• **Instructions for the task**:
Transcribe the material below exactly as it appears.

START Task input

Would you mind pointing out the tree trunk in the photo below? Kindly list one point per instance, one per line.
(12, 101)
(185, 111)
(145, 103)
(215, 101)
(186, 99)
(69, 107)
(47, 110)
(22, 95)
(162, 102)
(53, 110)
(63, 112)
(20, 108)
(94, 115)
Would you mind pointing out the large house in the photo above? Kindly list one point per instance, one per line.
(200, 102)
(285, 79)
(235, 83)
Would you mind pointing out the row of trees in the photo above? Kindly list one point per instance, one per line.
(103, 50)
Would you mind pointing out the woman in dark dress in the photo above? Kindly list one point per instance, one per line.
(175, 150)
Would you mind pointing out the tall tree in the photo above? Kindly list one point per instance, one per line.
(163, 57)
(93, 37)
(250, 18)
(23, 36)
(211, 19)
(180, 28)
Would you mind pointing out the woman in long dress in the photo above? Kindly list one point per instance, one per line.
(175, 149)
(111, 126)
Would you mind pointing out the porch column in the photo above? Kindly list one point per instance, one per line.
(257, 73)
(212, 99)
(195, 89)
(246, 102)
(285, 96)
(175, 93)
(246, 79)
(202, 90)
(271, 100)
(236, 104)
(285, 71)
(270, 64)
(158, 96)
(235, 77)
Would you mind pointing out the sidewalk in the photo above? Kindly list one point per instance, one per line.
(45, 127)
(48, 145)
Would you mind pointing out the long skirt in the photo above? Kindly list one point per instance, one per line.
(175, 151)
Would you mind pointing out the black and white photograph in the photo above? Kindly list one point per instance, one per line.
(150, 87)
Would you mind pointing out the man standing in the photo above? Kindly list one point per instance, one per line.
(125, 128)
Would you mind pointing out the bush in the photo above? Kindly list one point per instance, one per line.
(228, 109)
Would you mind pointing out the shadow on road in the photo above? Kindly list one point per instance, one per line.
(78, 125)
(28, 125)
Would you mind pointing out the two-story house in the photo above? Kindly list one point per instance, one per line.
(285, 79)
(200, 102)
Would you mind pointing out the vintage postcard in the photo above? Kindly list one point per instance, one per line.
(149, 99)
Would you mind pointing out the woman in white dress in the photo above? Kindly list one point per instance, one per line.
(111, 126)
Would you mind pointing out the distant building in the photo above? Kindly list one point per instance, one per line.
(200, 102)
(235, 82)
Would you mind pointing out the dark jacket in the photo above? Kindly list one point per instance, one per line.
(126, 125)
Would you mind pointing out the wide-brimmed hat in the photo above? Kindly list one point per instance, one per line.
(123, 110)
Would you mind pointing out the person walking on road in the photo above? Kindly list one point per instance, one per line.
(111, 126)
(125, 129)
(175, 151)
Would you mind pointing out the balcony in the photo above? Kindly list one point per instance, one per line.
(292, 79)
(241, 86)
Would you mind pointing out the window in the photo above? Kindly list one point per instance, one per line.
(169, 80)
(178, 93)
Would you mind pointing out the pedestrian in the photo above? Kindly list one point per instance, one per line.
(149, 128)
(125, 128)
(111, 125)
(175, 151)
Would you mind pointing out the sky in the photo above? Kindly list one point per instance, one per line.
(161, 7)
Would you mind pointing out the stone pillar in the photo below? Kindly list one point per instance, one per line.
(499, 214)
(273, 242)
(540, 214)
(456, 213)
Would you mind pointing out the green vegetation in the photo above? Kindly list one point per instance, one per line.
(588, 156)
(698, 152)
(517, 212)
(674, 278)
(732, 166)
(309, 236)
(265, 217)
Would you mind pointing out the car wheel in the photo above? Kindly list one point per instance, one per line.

END Task input

• **Finished answer**:
Would you mind pointing out the tree trunk in the photo below? Kindly list one point per instance, one per line.
(12, 101)
(185, 111)
(145, 103)
(215, 101)
(186, 99)
(69, 107)
(47, 110)
(22, 95)
(162, 102)
(53, 110)
(63, 112)
(20, 108)
(94, 115)
Would you mind pointing out the large house in the photo above? Kindly list one point per instance, one per line.
(200, 102)
(285, 79)
(235, 83)
Would you mind pointing out the row of trees in the photo above? Kindly list one point per instance, one per line.
(103, 50)
Would you mind pointing out the woman in dark dress in the photo above? Kindly list one point per instance, one per line.
(175, 150)
Would you mind pointing out the tall tree in the photo above? Kindly list one point per instance, one per line.
(163, 57)
(93, 37)
(250, 18)
(23, 36)
(211, 19)
(180, 28)
Would you mind pointing out the woman in long dress in the photo above? Kindly list one point per instance, one per line.
(175, 149)
(111, 126)
Would you mind pointing out the porch column in the photo above? Kindly list one point per instance, one per line.
(257, 73)
(212, 99)
(195, 89)
(246, 102)
(285, 96)
(175, 93)
(246, 79)
(202, 90)
(271, 100)
(236, 104)
(285, 71)
(270, 64)
(158, 96)
(235, 77)
Would you mind pointing out the sidewalk in the photo above? Kindly list one point per instance, one per line.
(45, 127)
(48, 145)
Would you mind pointing out the long skirt in the photo above? Kindly list one point per instance, one per line.
(175, 151)
Would you mind pointing out the black and white photograph in the photo above? Kindly list one point per instance, one per line.
(150, 87)
Would you mind pointing out the man standing in the photo above? Kindly list one point per instance, one per line.
(125, 128)
Would you mind pointing out the bush in the photo above? Kindly list one point per instance, one per line.
(228, 109)
Would you mind pointing out the shadow on road in the photo above? Kindly list one point per instance, one per line.
(78, 125)
(28, 125)
Would you mind pointing out the two-story house in the photo above? Kindly list one point per instance, one per line.
(285, 79)
(200, 102)
Would you mind pointing out the vintage postcard in the photo above? Kindly list one point per instance, one per line.
(149, 99)
Would you mind pointing out the woman in white dress in the photo above? Kindly list one point per instance, one per line.
(111, 126)
Would you mind pointing out the distant building in the photo above? Kindly list one point per instance, one per line.
(200, 102)
(235, 82)
Would you mind pointing out the dark jacket in the photo above? Kindly list one point per instance, one per line.
(126, 125)
Would you mind pointing out the wide-brimmed hat in the photo above? Kindly list one point per instance, one per line.
(123, 110)
Would you mind pointing out the person walking on road in the photo above? Kindly list one point per instance, one per line.
(111, 126)
(125, 129)
(175, 151)
Would you mind pointing out the balcony in the photo above? Kindly list one point per instance, one per line.
(292, 79)
(241, 86)
Would you mind pointing out the window in the photo above? Kindly list one point per instance, one per line.
(169, 80)
(178, 93)
Would you mind pointing out the pedestrian in the photo above? Kindly list one point per instance, one per line.
(149, 128)
(125, 128)
(111, 125)
(175, 151)
Would you mind pointing out the sky in the photo above? Kindly list one point per instance, one per line.
(161, 7)
Would you mind pointing out the stone pillar in the photo below? Kindly list one point per instance, one per line.
(499, 214)
(273, 242)
(540, 214)
(456, 213)
Would you mind pointing out the green vegetation in the photo above? Kindly list one point per instance, one per line.
(588, 156)
(698, 152)
(517, 212)
(674, 278)
(732, 166)
(309, 236)
(265, 217)
Would you mind pointing out the car wheel in the photo above? Kindly list one point per instance, one per line.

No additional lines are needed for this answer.